Source:
** start **
The first modern cosmological models emerged soon after the discovery of general relativity, putting the study of the Universe as a whole on the firm grounds of an empirically testable, coherent science. In the century since then, cosmology has developed into a precision discipline able to explain the evolution of the Universe in several of its aspects. The goal is under the way, but far than ended. The most stringent open questions remain the nature of dark matter (DM) and of dark energy (DE), and whether General Relativity holds on large cosmological scales.

Of course, many independent observation (anisotropies in CMB, large structure, SNIa data, gravitational lensing, galaxy rotational curves etc.) confirm the necessity of the introduction of these dark components.

However, the existence itself of the most likely DM candidates seem to have been seriously challenged by experiments and or astrophysical observations: e.g. supersymmetric DM and WIMPs by LHC; by LUX, PandaX-II and Xenon100; MACHOs by microlensing. Sterile neutrinos by IceCube and high redshift objects. The properties of the DM in galaxies are presently badly explainable by current theoretical scenarios. At present the nature of DM remains a mystery.
** end **
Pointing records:
** start **
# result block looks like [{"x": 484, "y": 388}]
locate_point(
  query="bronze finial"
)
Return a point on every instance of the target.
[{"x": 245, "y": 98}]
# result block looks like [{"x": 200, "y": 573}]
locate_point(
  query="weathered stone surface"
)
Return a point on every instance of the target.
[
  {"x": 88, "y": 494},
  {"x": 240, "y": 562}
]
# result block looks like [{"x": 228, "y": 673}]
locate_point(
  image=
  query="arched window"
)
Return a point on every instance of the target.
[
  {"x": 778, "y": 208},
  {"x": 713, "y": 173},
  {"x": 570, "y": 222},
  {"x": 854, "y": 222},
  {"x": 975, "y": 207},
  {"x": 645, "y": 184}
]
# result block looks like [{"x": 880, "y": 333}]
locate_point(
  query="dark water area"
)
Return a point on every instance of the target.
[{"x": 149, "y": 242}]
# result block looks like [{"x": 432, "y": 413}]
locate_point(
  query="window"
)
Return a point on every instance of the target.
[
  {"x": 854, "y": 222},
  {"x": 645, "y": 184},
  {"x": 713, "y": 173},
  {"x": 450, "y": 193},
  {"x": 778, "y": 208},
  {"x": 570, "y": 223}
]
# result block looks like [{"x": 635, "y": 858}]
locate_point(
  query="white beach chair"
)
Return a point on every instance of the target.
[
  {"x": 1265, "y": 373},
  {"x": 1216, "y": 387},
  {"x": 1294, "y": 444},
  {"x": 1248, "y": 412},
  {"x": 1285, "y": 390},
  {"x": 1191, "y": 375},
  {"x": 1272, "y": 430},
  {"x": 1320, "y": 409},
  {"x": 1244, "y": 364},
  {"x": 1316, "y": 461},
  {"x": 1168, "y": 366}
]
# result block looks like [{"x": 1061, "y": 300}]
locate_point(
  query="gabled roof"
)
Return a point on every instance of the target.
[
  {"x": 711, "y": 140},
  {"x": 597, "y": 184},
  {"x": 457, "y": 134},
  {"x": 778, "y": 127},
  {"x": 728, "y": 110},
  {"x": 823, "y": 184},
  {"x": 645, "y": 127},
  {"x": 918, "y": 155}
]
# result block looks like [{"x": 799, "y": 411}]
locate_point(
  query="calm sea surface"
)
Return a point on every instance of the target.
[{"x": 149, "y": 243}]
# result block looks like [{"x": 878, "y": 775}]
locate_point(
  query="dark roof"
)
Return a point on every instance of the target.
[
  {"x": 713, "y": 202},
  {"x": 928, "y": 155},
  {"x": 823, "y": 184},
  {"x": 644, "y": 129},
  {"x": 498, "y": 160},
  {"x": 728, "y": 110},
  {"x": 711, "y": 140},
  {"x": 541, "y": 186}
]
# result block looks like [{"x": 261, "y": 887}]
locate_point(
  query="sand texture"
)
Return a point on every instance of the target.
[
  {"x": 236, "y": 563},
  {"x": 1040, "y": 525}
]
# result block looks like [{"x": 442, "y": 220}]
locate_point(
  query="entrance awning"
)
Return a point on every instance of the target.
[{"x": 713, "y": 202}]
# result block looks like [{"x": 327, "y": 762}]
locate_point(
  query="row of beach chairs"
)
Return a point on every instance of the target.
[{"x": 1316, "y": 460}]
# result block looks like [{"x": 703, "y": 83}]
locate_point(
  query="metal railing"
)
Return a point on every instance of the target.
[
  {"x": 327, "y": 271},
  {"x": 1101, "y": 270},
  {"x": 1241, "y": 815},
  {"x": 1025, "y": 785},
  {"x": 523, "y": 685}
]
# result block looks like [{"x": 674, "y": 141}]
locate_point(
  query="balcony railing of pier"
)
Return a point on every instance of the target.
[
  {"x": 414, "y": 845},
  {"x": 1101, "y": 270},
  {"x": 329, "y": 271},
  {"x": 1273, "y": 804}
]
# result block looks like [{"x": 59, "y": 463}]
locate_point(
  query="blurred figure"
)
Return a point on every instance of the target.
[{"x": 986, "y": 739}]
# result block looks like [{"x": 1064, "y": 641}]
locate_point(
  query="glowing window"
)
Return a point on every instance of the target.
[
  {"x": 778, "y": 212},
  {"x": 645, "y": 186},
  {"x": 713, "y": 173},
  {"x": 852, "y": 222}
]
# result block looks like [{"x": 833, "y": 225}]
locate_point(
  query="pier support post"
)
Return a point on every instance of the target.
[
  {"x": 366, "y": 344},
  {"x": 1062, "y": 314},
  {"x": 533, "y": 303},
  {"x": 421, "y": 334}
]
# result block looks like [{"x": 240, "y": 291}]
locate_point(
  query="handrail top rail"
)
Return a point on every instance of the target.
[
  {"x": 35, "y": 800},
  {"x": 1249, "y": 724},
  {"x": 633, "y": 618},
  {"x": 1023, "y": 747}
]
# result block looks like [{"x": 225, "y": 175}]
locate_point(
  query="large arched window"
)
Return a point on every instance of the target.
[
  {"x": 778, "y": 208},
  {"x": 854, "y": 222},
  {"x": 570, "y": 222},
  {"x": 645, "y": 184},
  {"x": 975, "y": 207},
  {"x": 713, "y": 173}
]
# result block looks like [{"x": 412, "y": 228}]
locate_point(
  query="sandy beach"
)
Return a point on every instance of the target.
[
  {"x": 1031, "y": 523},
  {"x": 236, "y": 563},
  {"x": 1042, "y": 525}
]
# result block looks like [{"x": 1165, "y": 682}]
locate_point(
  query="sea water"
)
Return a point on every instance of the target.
** end **
Task set:
1. Summarize the cosmology passage in two sentences.
2. Write out the cosmology passage starting at "However, the existence" and ending at "remains a mystery.", and switch "mystery" to "puzzle".
None of the items matter for what comes next.

Answers to the problems:
1. The first modern cosmological models appeared soon after general relativity was discovered, and cosmology has since become a precision discipline that can explain several aspects of the Universe's evolution. The nature of dark matter and dark energy is still an open question, and although many independent observations confirm that these dark components are needed, experiments and astrophysical observations have seriously challenged the most likely dark matter candidates.

2.
However, the existence itself of the most likely DM candidates seem to have been seriously challenged by experiments and or astrophysical observations: e.g. supersymmetric DM and WIMPs by LHC; by LUX, PandaX-II and Xenon100; MACHOs by microlensing. Sterile neutrinos by IceCube and high redshift objects. The properties of the DM in galaxies are presently badly explainable by current theoretical scenarios. At present the nature of DM remains a puzzle.